**Provided passage**
===
Mayor Eric Adams “can’t wait” to phase out mask and vaccine mandates in New York City, saying he has a plan to do so and looks forward to a “real transformation.”
Great. But why is Gov. Kathy Hochul so behind the curve here?
Hochul has, after all, showed she’s learned from one COVID mistake: She’s declining to enforce a mandate that all health-care workers in the state get booster shots.
Her last mandate for this sector was disastrous: She literally had to send the National Guard into health facilities across New York.
So her modest pivot now is beyond welcome. But: If mandates are so problematic that they require selective enforcement, why have them at all?
Adams — after a big fumble when pressed on the nonsensical policy that keeps unvaccinated Brooklyn Nets point guard Kyrie Irving from playing in home games — has gotten the picture. Hochul needs to catch up.
Mayor Eric Adams is ready to move to end mask restrictions in the city. Ed Reed/Mayoral Photography OfficeOmicron has receded. Hochul has already lifted her indoor-mask mandate (except, insanely, in schools). And despite lingering malaise, New York’s economy is (very slowly) starting to come back.
It’s time to ditch the whole mandate concept and think about COVID as an endemic problem to be treated as any other endemic disease, like the flu.
Look at states that avoided COVID overreactions.Idaho has an unemployment rate of 2.4%; Utah, 1.9%. Florida, that great bugbear of COVID alarmists, is at 4.4%— close to the national average —and its labor force has grown. New York lags at an anemic 6.2%.
That’s to say nothing of quality of life. In cities and states without severe pandemic restrictions, people for months have gone about their daily lives breathing freely, never digging out their vaccine cards. Kids don’t pointlessly mask up in schools. And businesses operate without burning time and energy on ever-changing “emergency” regulations.
And they’re safe: Mandates on the whole just don’t correlate with lower death or hospitalization rates, or even case rates.
Hochul likes to hem and haw while claiming the need for more data. This builds up the false sense of fear that many now feel at the thought of the mandates’ end, and drives the all-too-real frustration at illogical public health rules that require constant, chaotic, politics-driven carve-outs.
Leaving these rules in place tells us our leaders aren’t serious about moving beyond COVID, and so hinders New York’s economic recovery while supercharging the exodus —we’ve been the No. 1 state in outmigration, two years in a row.
You’ve made a start, governor. Emulate Eric, move to ditch all these policies, embrace the pandemic’s end — and let New York and New Yorkers move on.
===
**Problems to work on**
a) What unemployment rate does the editorial give for New York?
b) Reproduce the editorial word for word from "Leaving these rules" to "Yorkers move on.".

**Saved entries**
===
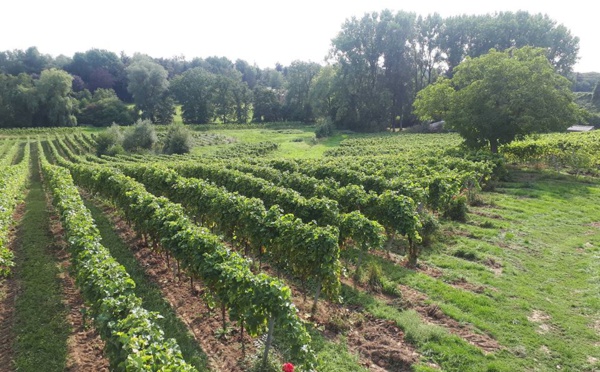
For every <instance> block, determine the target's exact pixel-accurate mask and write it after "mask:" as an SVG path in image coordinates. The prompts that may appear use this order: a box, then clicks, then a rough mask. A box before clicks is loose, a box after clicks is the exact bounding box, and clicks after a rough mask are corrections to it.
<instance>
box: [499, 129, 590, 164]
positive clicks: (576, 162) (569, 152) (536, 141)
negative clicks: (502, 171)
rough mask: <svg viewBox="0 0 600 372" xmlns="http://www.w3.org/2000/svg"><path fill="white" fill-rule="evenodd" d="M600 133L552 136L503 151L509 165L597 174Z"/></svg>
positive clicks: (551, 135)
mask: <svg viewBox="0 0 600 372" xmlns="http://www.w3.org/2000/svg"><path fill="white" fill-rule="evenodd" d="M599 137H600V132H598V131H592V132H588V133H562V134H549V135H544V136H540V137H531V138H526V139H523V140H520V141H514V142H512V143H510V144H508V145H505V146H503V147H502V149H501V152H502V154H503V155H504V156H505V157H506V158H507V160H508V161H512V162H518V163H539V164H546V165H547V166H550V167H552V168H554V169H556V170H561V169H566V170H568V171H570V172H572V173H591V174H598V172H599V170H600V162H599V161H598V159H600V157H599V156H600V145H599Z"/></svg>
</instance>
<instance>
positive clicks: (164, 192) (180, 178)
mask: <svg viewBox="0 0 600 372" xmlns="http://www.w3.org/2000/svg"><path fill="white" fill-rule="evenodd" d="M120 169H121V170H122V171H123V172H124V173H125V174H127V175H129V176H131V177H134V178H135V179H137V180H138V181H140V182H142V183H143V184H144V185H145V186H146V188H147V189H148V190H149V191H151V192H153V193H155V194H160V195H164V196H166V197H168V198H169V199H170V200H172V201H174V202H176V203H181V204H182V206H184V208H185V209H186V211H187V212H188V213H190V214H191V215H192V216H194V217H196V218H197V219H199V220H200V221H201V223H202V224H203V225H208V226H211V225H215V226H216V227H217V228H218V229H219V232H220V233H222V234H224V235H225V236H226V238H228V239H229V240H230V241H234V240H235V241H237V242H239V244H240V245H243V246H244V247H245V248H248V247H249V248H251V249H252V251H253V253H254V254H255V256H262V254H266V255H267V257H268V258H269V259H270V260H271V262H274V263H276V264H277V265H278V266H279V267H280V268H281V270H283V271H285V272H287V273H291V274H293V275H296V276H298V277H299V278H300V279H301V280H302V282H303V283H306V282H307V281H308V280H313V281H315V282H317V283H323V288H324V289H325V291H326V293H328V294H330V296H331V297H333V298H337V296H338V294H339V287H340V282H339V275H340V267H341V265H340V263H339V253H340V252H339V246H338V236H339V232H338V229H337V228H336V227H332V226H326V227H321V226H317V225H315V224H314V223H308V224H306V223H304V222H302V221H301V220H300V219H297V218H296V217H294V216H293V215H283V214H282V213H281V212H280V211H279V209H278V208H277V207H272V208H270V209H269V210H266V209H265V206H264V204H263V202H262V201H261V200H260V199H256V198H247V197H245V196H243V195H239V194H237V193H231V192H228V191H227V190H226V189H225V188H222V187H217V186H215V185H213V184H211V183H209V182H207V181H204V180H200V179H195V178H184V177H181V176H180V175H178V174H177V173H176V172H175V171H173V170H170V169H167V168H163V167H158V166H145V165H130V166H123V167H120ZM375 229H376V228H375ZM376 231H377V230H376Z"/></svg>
===
**Outputs in order**
a) 6.2%

b)
Leaving these rules in place tells us our leaders aren’t serious about moving beyond COVID, and so hinders New York’s economic recovery while supercharging the exodus —we’ve been the No. 1 state in outmigration, two years in a row.
You’ve made a start, governor. Emulate Eric, move to ditch all these policies, embrace the pandemic’s end — and let New York and New Yorkers move on.